_Tasks to complete_
1. In the passage about Roosevelt's May 26, 1940, fireside chat, name each kind of military equipment whose unit cost he cited, along with that cost.
2. Pick up the passage about Roosevelt's May 26, 1940, fireside chat and Knudsen right after its final sentence, and carry it forward.

_Page excerpt_
--- --- ---

Sunday, May 26, 1940, was a momentous day on both sides of the Atlantic. On the beaches near the small French port of Dunkirk, a stunned Britain began evacuating troops cut off by Germany’s swift advance through France in a desperate attempt to save its army from total annihilation. It was the British Army’s worst defeat ever, and France now seemed soon to fall—along with Denmark, Norway, Holland, Belgium, and Luxembourg. In Washington that night, Roosevelt delivered a fireside chat over nationwide radio to an anxious American public. His subject was national defense, and among his many listeners was the president of General Motors, William S. Knudsen, his ears tuned to the console radio in his modest Tudor Revival home in Detroit.

In his folksy conversation with America, Roosevelt observed that some Americans had closed their eyes to the dangers of the European conflict, believing they were safe on the other side of the Atlantic Ocean, while others opposed American defense preparations for domestic political reasons. “The past two weeks have meant the shattering of many illusions,” he said.

Stung by recent criticism that the New Deal had scrimped on defense, he noted the doubling of army personnel since 1933 and the acquisition of new aircraft, tanks, and ships. He pointed out that four-engine bombers cost $350,000 each, pursuit planes $133,000, and medium tanks $46,000. More important, although only 5,640 military aircraft had been purchased since 1933, FDR announced a production target of 50,000 planes a year. While he may have been bluffing to discourage potential enemies and motivate Americans, his proposition illustrated the immensity of the defense production challenge ahead. As for tanks, he said, “in 1933 we had only 48 modern tanks and armored cars; today we have on hand and on order 1,700,” a paltry number compared with the Nazi arsenal.

“In line with my request, the Congress this week is voting the largest appropriation ever asked by the army or the navy in peacetime,” the president said. “We are calling on men now engaged in private industry to help us in carrying out this program.”

The next day, Knudsen—a Danish immigrant who had worked his way from the shop floor to the executive suite—was reviewing production reports in his office on the 14th floor of the General Motors building when his telephone rang. “This is Knudsen,” he answered. “Mr. Knudsen,” the operator said, “the president of the United States wants to talk to you.”

--- --- ---

_Rows_

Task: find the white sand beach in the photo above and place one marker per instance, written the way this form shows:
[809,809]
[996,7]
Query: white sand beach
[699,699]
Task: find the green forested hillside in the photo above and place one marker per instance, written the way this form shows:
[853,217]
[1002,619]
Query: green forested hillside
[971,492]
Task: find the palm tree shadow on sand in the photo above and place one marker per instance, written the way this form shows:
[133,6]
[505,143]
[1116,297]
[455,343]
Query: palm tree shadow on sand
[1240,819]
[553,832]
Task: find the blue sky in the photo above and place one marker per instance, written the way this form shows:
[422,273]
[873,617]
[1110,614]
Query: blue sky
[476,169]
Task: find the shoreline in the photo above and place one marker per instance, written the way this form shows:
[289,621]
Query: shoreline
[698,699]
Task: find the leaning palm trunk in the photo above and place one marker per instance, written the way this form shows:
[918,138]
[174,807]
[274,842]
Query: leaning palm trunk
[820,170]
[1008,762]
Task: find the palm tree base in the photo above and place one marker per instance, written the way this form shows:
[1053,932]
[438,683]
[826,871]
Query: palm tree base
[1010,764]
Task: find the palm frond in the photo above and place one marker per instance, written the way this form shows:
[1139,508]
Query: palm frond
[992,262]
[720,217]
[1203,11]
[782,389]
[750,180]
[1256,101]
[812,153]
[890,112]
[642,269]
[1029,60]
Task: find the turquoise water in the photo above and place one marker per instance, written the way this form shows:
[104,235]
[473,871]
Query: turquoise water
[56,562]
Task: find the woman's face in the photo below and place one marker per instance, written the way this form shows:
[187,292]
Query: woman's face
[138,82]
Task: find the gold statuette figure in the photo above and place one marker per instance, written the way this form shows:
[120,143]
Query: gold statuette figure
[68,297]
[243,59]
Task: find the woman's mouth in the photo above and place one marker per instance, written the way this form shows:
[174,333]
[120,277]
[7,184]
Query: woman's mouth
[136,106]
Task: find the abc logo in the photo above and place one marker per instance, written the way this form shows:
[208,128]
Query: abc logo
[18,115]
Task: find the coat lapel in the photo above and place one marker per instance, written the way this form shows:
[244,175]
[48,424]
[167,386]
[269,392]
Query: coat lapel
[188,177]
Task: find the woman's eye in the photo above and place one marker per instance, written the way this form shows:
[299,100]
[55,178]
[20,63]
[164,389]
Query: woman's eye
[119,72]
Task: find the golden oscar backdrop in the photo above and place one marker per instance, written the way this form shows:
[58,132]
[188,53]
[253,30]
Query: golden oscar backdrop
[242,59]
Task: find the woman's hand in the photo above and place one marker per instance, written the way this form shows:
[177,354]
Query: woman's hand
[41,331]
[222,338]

--- --- ---

_Responses to the tasks_
1.
Four-engine bombers: $350,000 each
Pursuit planes: $133,000
Medium tanks: $46,000

2.
Over the next two weeks the two men—ideological opposites and unlikely allies in any cause—drew up a plan to completely and swiftly transform core American industries from manufacturers of civilian goods like cars and refrigerators to rapid-fire producers of tanks, trucks, engines, aircraft, and munitions. And it worked. In 1940, General Motors’ Buick Motor Car division, for example, turned out some 215,000 passenger cars at its huge complex in Flint, Michigan (plus another 95,000 Buicks at plants in California and New Jersey). By the war’s end five years later, the same division had produced 74,797 aircraft engines, 2,507 Hellcat tank destroyers, 2,952 antiaircraft gun mounts, 19,428 tank power trains, 424,000 75mm steel shell casings, and 9,719,000 20mm shell bodies.

Thousands of other manufacturers and businesses answered the call, rapidly retooling to counter the threat posed to the nation. But Knudsen and Roosevelt were the driving force; without them there would have been no miraculous mobilization of “the great arsenal of democracy,” as Roosevelt would later call Detroit. Without that arsenal, the Allies would undoubtedly have had a far more difficult, if not impossible, time defeating Germany, Italy, and Japan. Knudsen took the sometimes thankless role of armaments production wizard for a salary of one dollar a year and weathered intense political sniping to get the job done—minor sacrifices, he felt, for a country that had helped him realize the American Dream.

“All of us have a duty to perform in the world,” the plainspoken auto chief later explained.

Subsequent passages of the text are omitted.